··· Texto de lectura ···

# Baganzo



## droid

Hola a tod@s.

Continúo con la traducción del subtítulo de la película de 1954  "Cronache di poveri amanti" de Lizzani (basada en los acontecimientos ocurridos en Florencia en 1925) y en ella un amigo saluda a otro: 

- Buongiorno, Ugo! (¡Buenos días, Ugo!)

y el otro que llega a su casa después de trabajar, de buen rollo, le contesta:

- Ciao, *baganzo*! Addio! (¡Hola, *baganzo*! ¡Adiós!)

Al principio pensé que sería un apellido o un apodo, pero rápidamente lo descarté ya que el personaje al que le dicen esto se apellida Staderini, y algunos vecinos (puesto que es un zapatero remendón) lo llaman directamente "ciaba" (zapatero)

Pues eso, a ver si alguién sabe el significado de esta palabra florentina.

Saludos.


----------



## 0scar

Podría ser el gentilicio de Sala Baganza, en Parma.


----------



## Agró

0scar said:


> Podría ser el gentilicio de Sala Baganza, en Parma.



El gentilicio De Sala Baganzo es "salese/salesi", según wikipedia Italia.

Hay varias entradas en google de _baganzo _como apellido y como nickname/apodo de usuarios de facebook.

Misterio.


----------



## ursu-lab

Come dice Agrò, gli abitanti di Sala Baganz*a* sono salesi. Tra l'altro era talmente minuscolo all'epoca che dubito che fosse conosciuto fuori dai confini della provincia parmigiana.  Nemmeno adesso è poi così grande, fino a qualche anno fa era conosciuto solo per la piscina scoperta d'estate... A Parma c'è anche Baganzola che è una semplice frazione a circa 5 km dalla città e i suoi abitanti si chiamano tra di loro semplicemente parmigiani... 
Insomma, non credo proprio che quel "baganzo" si riferisca a un "luogo", e comunque non può essere del parmense. 
Potrebbe essere invece un soprannome. 
Ma hai controllato nel romanzo di Vasco Pratolini (da cui è tratto il film) com'è scritto o l'hai solo trascritto dall'audio?


----------



## Geviert

Infatti, cercavo qualche variante tipo vaganzo, ma non c'é nemmeno cosí. bisogna guardare nel libro, oppure meglio ancora, farci vedere quel pezzo del film, magari in YT. Così abbiamo il contesto giusto.


----------



## chlapec

Forse il povero Ugo è così stanco dopo aver lavorato tutta la notte che volendo dire "Vado a pranzo" appena riesce a dire "vaganzo"


----------



## Geviert

chlapec said:


> Forse il povero Ugo è così stanco dopo aver lavorato tutta la notte che volendo dire "Vado a pranzo" appena riesce a dire "vaganzo"

··· Información registrada ···

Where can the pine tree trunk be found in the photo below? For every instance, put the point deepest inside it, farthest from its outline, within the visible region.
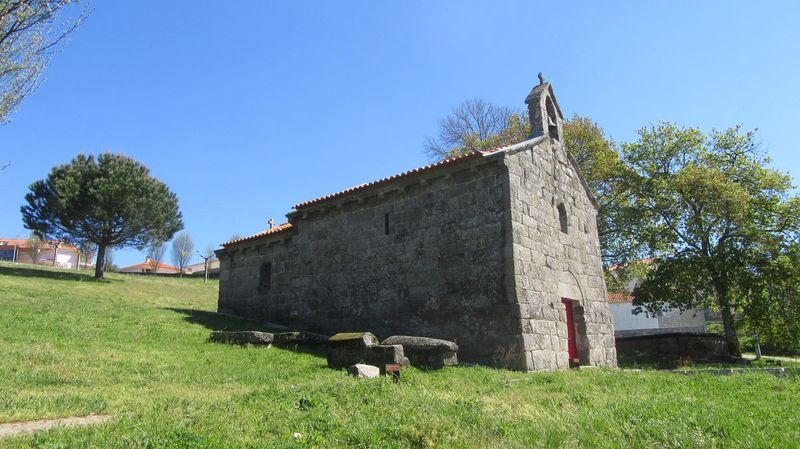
(101, 261)
(731, 336)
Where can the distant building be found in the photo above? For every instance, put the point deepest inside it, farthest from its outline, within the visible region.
(213, 267)
(65, 255)
(147, 267)
(627, 324)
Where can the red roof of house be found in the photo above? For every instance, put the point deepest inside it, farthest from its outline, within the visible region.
(617, 297)
(147, 266)
(23, 243)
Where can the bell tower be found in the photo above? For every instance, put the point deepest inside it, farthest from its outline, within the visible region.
(544, 113)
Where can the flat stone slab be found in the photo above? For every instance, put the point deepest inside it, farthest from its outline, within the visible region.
(242, 337)
(28, 427)
(364, 371)
(299, 338)
(425, 351)
(347, 349)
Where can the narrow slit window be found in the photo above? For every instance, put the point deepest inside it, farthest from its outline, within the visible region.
(562, 217)
(265, 277)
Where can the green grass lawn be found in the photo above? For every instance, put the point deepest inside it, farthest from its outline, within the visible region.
(136, 347)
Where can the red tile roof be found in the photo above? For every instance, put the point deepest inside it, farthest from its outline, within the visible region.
(147, 266)
(267, 232)
(383, 181)
(23, 243)
(427, 168)
(617, 297)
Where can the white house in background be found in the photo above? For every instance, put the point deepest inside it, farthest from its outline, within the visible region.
(627, 324)
(147, 267)
(18, 250)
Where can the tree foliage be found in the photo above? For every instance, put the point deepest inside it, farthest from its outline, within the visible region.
(110, 201)
(712, 209)
(608, 177)
(29, 31)
(182, 250)
(34, 246)
(477, 125)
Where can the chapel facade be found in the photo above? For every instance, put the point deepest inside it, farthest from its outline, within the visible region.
(495, 250)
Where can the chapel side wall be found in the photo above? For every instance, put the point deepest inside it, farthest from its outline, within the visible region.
(549, 264)
(438, 273)
(240, 268)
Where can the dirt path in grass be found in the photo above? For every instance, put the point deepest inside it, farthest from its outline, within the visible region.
(26, 427)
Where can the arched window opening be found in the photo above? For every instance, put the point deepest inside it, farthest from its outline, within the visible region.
(552, 123)
(562, 217)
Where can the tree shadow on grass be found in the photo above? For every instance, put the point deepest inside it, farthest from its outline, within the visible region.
(53, 274)
(217, 322)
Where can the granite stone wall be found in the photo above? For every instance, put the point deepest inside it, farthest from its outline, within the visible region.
(480, 252)
(549, 264)
(438, 271)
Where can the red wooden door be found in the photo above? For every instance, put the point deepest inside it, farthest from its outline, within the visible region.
(572, 347)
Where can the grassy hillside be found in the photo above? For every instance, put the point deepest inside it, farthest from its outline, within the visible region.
(136, 347)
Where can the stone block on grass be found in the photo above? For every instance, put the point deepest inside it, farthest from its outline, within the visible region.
(347, 349)
(426, 352)
(363, 371)
(255, 338)
(299, 339)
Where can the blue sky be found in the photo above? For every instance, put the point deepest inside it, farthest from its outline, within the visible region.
(247, 108)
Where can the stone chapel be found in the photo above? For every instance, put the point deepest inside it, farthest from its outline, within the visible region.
(495, 250)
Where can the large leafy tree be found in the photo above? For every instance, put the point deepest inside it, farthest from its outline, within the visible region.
(111, 201)
(609, 179)
(714, 213)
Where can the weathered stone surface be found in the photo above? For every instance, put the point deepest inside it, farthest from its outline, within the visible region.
(363, 371)
(242, 337)
(479, 251)
(345, 349)
(380, 355)
(424, 351)
(299, 338)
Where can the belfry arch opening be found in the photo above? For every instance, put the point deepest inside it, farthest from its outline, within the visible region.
(552, 121)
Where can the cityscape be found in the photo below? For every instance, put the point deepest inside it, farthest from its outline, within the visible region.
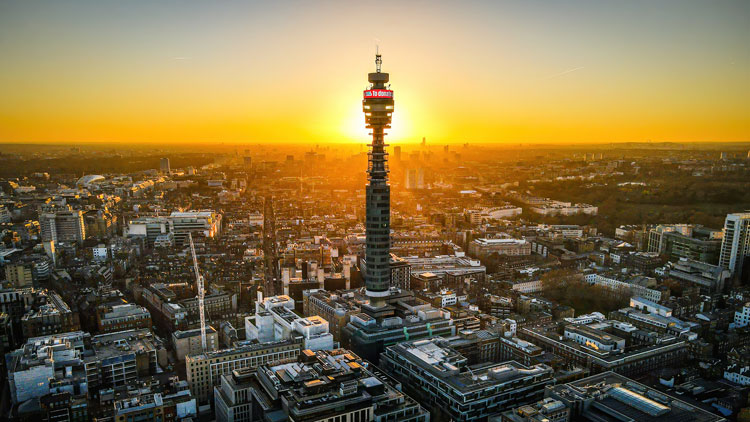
(382, 275)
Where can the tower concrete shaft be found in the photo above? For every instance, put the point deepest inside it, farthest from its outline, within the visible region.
(378, 108)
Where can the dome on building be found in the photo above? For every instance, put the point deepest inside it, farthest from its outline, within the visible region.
(89, 179)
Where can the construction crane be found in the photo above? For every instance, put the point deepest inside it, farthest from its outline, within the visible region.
(201, 293)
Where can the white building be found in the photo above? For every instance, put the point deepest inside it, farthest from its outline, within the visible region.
(100, 252)
(275, 320)
(738, 374)
(532, 286)
(736, 244)
(742, 318)
(207, 223)
(594, 338)
(634, 289)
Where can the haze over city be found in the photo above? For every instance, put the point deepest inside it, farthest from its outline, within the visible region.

···

- [Trabajo requerido]:
A - Según el texto de lectura, ¿por qué descartó droid que «baganzo» fuera un apellido o un apodo? Responda en una a tres oraciones.
B - ¿De qué año es la película cuyo subtítulo está traduciendo droid, según el texto de lectura?

- [Resultados]:
A - Lo descartó porque el personaje a quien se dirige el saludo se apellida Staderini. Además, algunos vecinos lo llaman directamente «ciaba» (zapatero), puesto que es un zapatero remendón.

B - De 1954.